## START Supplied records
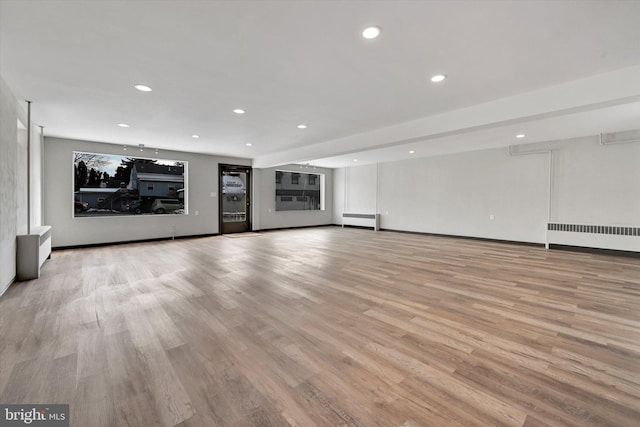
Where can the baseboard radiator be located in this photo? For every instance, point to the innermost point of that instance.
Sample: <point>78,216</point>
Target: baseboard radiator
<point>361,220</point>
<point>624,238</point>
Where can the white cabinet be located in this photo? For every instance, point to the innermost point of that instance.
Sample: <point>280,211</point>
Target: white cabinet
<point>33,251</point>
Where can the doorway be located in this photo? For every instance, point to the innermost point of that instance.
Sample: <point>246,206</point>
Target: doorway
<point>235,195</point>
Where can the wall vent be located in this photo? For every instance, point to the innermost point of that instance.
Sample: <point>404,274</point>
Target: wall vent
<point>595,229</point>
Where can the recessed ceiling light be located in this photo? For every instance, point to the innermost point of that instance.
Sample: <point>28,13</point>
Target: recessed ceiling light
<point>143,88</point>
<point>371,32</point>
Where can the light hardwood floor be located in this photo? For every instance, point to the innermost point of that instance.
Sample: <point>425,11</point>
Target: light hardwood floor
<point>327,327</point>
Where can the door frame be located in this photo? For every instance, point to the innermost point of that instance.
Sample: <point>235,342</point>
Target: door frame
<point>223,167</point>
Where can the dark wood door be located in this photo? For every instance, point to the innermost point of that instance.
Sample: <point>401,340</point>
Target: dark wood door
<point>235,199</point>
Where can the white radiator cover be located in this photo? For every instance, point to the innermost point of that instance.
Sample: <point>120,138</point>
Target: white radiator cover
<point>622,238</point>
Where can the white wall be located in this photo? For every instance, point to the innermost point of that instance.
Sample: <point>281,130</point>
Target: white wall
<point>265,215</point>
<point>69,231</point>
<point>13,180</point>
<point>8,184</point>
<point>457,194</point>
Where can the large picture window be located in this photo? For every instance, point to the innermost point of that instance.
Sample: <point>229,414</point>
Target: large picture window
<point>112,185</point>
<point>296,191</point>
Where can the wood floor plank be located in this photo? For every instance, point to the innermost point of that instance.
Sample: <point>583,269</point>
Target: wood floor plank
<point>327,326</point>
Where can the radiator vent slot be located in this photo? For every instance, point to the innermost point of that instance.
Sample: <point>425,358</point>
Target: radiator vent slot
<point>595,229</point>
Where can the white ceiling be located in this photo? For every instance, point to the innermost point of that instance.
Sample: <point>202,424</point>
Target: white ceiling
<point>549,69</point>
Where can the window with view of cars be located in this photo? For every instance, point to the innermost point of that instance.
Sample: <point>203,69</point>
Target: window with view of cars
<point>298,191</point>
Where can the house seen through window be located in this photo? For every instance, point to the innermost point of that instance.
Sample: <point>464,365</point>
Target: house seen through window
<point>112,185</point>
<point>297,191</point>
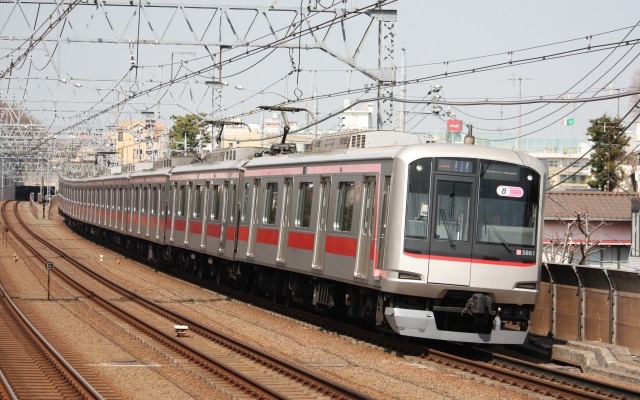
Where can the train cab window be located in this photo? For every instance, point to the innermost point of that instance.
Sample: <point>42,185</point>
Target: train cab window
<point>198,197</point>
<point>507,204</point>
<point>244,212</point>
<point>270,203</point>
<point>344,209</point>
<point>418,189</point>
<point>453,202</point>
<point>182,201</point>
<point>305,196</point>
<point>215,203</point>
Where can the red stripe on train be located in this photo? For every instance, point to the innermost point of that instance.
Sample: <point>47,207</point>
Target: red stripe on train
<point>231,231</point>
<point>341,245</point>
<point>267,236</point>
<point>213,230</point>
<point>243,233</point>
<point>301,240</point>
<point>470,260</point>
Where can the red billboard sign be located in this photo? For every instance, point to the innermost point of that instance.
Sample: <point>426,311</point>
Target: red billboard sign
<point>454,125</point>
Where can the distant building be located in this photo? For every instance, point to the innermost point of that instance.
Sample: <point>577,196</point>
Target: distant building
<point>357,119</point>
<point>567,168</point>
<point>135,142</point>
<point>606,225</point>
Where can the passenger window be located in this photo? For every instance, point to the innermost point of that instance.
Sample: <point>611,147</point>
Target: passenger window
<point>305,197</point>
<point>270,203</point>
<point>344,209</point>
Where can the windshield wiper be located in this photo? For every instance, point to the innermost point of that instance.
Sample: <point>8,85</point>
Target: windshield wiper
<point>504,242</point>
<point>447,228</point>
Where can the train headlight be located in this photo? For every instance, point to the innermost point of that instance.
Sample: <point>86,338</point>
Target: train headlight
<point>527,285</point>
<point>409,275</point>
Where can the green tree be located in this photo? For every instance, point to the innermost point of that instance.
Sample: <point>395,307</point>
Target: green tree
<point>188,126</point>
<point>609,151</point>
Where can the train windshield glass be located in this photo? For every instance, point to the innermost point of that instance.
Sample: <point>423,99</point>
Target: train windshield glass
<point>418,191</point>
<point>507,204</point>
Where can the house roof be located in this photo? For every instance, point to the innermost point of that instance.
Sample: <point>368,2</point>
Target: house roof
<point>603,206</point>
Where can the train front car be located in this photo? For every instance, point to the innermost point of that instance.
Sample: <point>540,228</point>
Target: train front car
<point>463,249</point>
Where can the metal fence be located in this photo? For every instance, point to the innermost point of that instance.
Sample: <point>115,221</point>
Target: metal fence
<point>592,304</point>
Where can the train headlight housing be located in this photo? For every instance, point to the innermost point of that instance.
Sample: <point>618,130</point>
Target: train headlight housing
<point>409,275</point>
<point>527,285</point>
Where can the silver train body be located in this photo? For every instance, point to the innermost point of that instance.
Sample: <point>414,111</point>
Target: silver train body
<point>437,241</point>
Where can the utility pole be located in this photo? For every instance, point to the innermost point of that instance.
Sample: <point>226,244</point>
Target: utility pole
<point>519,79</point>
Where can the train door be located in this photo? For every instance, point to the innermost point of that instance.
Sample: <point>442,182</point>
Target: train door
<point>116,205</point>
<point>225,216</point>
<point>154,208</point>
<point>185,209</point>
<point>171,211</point>
<point>146,209</point>
<point>452,228</point>
<point>232,226</point>
<point>321,224</point>
<point>383,220</point>
<point>123,208</point>
<point>204,199</point>
<point>365,230</point>
<point>253,222</point>
<point>283,235</point>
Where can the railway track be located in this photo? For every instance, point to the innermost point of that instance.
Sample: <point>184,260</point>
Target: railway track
<point>31,366</point>
<point>532,377</point>
<point>233,367</point>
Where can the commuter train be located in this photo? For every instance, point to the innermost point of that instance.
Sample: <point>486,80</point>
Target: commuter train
<point>429,240</point>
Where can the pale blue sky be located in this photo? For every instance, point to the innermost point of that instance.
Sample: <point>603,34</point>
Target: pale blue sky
<point>434,35</point>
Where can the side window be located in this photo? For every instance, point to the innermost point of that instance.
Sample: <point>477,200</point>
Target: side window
<point>198,196</point>
<point>215,203</point>
<point>245,203</point>
<point>232,203</point>
<point>182,201</point>
<point>305,196</point>
<point>136,199</point>
<point>154,200</point>
<point>270,203</point>
<point>344,208</point>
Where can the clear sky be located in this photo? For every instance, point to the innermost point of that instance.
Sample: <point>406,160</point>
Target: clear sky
<point>65,82</point>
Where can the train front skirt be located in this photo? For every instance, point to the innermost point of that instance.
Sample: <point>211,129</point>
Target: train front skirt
<point>422,324</point>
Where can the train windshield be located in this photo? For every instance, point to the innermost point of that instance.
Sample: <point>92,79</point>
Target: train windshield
<point>501,200</point>
<point>507,204</point>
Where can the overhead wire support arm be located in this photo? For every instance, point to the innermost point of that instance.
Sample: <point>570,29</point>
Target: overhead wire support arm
<point>221,123</point>
<point>283,110</point>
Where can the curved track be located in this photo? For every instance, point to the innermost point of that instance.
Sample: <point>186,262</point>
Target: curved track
<point>235,368</point>
<point>31,366</point>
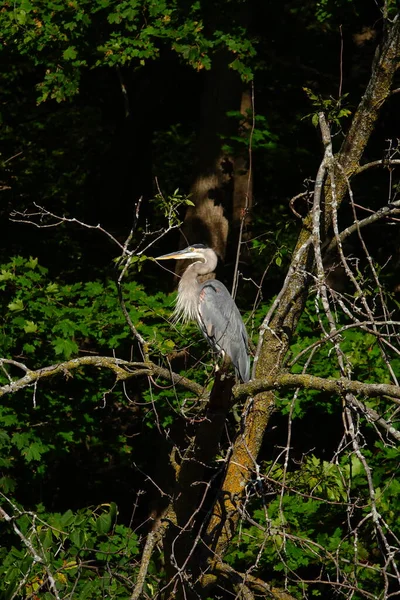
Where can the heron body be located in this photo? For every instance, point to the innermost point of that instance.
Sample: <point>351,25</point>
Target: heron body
<point>212,306</point>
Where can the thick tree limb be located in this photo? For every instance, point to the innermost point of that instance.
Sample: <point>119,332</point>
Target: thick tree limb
<point>123,370</point>
<point>333,386</point>
<point>277,329</point>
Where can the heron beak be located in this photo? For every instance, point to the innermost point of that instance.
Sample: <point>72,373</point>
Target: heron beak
<point>179,255</point>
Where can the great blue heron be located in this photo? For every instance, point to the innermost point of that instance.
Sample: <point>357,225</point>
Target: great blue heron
<point>212,306</point>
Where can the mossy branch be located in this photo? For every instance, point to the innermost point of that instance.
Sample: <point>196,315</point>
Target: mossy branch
<point>122,369</point>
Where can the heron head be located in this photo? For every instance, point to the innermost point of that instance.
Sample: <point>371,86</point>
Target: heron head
<point>196,251</point>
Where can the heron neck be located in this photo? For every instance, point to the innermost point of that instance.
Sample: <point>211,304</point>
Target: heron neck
<point>188,295</point>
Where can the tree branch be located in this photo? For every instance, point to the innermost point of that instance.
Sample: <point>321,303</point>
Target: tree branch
<point>123,370</point>
<point>311,382</point>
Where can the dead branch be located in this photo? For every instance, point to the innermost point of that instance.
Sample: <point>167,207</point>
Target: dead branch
<point>304,381</point>
<point>122,369</point>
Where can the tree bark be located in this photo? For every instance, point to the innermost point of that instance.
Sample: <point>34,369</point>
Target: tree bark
<point>276,332</point>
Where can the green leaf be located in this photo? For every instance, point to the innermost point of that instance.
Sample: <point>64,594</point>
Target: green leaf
<point>30,327</point>
<point>16,305</point>
<point>70,53</point>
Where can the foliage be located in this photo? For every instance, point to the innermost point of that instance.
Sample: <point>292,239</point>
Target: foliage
<point>66,38</point>
<point>94,553</point>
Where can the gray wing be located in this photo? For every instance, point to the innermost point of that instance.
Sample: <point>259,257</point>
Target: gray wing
<point>222,325</point>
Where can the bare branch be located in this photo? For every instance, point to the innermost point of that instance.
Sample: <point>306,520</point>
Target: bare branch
<point>123,370</point>
<point>384,212</point>
<point>311,382</point>
<point>386,163</point>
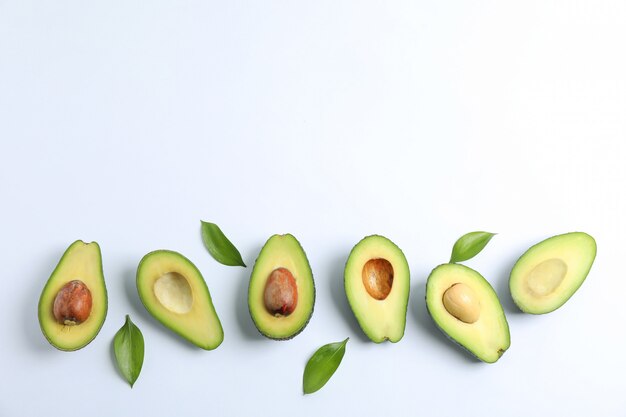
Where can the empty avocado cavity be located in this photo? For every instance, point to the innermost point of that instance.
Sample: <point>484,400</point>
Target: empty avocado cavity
<point>551,271</point>
<point>173,290</point>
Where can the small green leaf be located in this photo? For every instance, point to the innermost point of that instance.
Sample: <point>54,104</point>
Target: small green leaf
<point>470,245</point>
<point>129,348</point>
<point>220,248</point>
<point>322,366</point>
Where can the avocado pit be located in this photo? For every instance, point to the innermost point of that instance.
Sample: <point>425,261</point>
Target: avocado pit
<point>546,277</point>
<point>461,302</point>
<point>72,304</point>
<point>378,278</point>
<point>281,292</point>
<point>174,292</point>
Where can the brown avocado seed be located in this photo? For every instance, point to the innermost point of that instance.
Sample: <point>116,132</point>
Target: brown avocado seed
<point>72,304</point>
<point>281,292</point>
<point>377,277</point>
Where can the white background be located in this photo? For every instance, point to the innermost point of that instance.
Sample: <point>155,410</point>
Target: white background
<point>126,122</point>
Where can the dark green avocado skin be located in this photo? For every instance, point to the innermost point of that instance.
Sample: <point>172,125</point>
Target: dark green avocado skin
<point>306,322</point>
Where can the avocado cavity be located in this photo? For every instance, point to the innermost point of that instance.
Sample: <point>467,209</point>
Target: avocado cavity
<point>174,292</point>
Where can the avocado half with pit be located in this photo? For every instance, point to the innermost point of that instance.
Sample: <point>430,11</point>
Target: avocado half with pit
<point>281,293</point>
<point>173,291</point>
<point>550,272</point>
<point>376,280</point>
<point>73,303</point>
<point>466,308</point>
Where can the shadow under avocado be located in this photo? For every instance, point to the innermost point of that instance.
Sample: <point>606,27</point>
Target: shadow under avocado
<point>242,312</point>
<point>338,295</point>
<point>30,317</point>
<point>501,286</point>
<point>130,287</point>
<point>422,317</point>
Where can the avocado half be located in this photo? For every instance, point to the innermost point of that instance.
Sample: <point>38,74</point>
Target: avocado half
<point>550,272</point>
<point>80,262</point>
<point>173,291</point>
<point>376,280</point>
<point>466,308</point>
<point>281,308</point>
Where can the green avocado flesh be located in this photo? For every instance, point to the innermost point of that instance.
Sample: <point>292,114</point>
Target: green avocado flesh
<point>81,261</point>
<point>376,280</point>
<point>487,336</point>
<point>551,271</point>
<point>173,291</point>
<point>281,252</point>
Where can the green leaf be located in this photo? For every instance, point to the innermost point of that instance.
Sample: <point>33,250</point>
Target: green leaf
<point>220,248</point>
<point>470,245</point>
<point>322,366</point>
<point>129,348</point>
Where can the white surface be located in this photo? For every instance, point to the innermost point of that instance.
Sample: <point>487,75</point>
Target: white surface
<point>127,122</point>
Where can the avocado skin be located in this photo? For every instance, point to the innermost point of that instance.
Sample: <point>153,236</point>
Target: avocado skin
<point>565,299</point>
<point>104,291</point>
<point>406,304</point>
<point>471,354</point>
<point>171,326</point>
<point>308,319</point>
<point>457,343</point>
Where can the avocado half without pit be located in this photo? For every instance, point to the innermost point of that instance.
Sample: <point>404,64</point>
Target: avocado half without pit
<point>73,303</point>
<point>550,272</point>
<point>466,308</point>
<point>376,280</point>
<point>281,293</point>
<point>173,291</point>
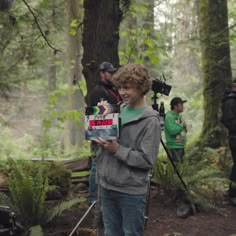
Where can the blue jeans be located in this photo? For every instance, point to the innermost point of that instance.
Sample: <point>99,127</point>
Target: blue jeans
<point>123,214</point>
<point>93,181</point>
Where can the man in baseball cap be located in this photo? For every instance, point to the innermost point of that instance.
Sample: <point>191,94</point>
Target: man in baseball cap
<point>177,100</point>
<point>106,66</point>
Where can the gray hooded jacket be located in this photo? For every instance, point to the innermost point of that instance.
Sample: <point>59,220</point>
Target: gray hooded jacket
<point>127,170</point>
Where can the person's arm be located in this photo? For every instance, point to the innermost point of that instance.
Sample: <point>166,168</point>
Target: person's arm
<point>145,155</point>
<point>173,127</point>
<point>97,96</point>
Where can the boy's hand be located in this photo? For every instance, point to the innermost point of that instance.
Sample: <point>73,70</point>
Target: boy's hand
<point>109,145</point>
<point>103,103</point>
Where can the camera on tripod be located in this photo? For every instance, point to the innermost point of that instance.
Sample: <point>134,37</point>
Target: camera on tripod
<point>160,86</point>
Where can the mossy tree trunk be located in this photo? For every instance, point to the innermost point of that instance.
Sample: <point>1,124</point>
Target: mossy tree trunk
<point>213,16</point>
<point>100,37</point>
<point>73,134</point>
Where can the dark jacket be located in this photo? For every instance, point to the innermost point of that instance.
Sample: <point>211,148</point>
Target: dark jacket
<point>229,111</point>
<point>104,91</point>
<point>127,170</point>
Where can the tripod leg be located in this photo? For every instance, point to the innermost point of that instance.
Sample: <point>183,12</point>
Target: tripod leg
<point>147,201</point>
<point>82,218</point>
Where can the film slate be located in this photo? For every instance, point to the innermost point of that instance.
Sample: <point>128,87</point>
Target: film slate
<point>103,122</point>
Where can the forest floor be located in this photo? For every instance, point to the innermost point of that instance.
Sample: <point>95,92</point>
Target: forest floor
<point>162,221</point>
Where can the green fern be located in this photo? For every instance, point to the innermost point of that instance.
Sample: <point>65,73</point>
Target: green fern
<point>57,210</point>
<point>5,200</point>
<point>28,190</point>
<point>36,231</point>
<point>28,193</point>
<point>202,179</point>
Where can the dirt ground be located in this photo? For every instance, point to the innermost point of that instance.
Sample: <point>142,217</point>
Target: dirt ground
<point>162,221</point>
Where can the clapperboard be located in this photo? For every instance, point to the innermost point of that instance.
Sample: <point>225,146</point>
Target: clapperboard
<point>102,121</point>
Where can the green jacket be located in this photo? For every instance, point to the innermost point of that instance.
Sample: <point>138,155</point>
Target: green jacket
<point>175,130</point>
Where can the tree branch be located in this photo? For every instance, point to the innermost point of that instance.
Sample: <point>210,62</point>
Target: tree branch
<point>39,27</point>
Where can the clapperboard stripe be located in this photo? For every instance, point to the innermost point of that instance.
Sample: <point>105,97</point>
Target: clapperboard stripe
<point>101,110</point>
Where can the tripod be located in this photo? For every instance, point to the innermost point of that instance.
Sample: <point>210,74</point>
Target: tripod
<point>155,107</point>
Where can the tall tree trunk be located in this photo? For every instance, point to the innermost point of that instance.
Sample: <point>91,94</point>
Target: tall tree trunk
<point>216,66</point>
<point>52,71</point>
<point>74,133</point>
<point>100,37</point>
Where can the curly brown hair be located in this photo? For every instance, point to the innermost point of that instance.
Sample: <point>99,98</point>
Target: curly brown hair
## END Supplied records
> [Problem statement]: Copy the records above verbatim, from their opening line through the line that contains "<point>622,238</point>" (both ends included). Omit the pictures.

> [Worked answer]:
Where can the baseboard radiator be located in this photo? For every instance, point to the innermost point of that instance.
Sample: <point>78,216</point>
Target: baseboard radiator
<point>361,220</point>
<point>624,238</point>
Where can the white cabinet be located in this photo? For every instance, point to the innermost point of that instance.
Sample: <point>280,211</point>
Target: white cabinet
<point>33,251</point>
Where can the doorway be located in this photo? For every instance, point to the innermost point of that instance.
Sample: <point>246,206</point>
Target: doorway
<point>235,195</point>
Where can the wall vent be located in this photo? For every instance, point to the innermost point of that instance.
Sample: <point>404,274</point>
Target: wall vent
<point>595,229</point>
Where can the recessed ceiling light be located in this photo? For every instance, point to the innermost point of that instance.
Sample: <point>28,13</point>
Target: recessed ceiling light
<point>143,88</point>
<point>371,32</point>
Where can the light hardwood floor be located in this photo? For every instance, point to the innermost point of that instance.
Sample: <point>425,11</point>
Target: light hardwood floor
<point>327,327</point>
Where can the door frame be located in this photo? For every instance, point to the innermost point of that instance.
Sample: <point>235,342</point>
Target: door frame
<point>223,167</point>
Where can the dark wood door be located in this photo? For every instance, point to the innermost point of that instance.
Sample: <point>401,340</point>
Target: dark wood door
<point>235,199</point>
Where can the white radiator cover be located in this photo? For every instance, point to the innermost point of that instance.
Sample: <point>120,138</point>
Target: white radiator cover
<point>622,238</point>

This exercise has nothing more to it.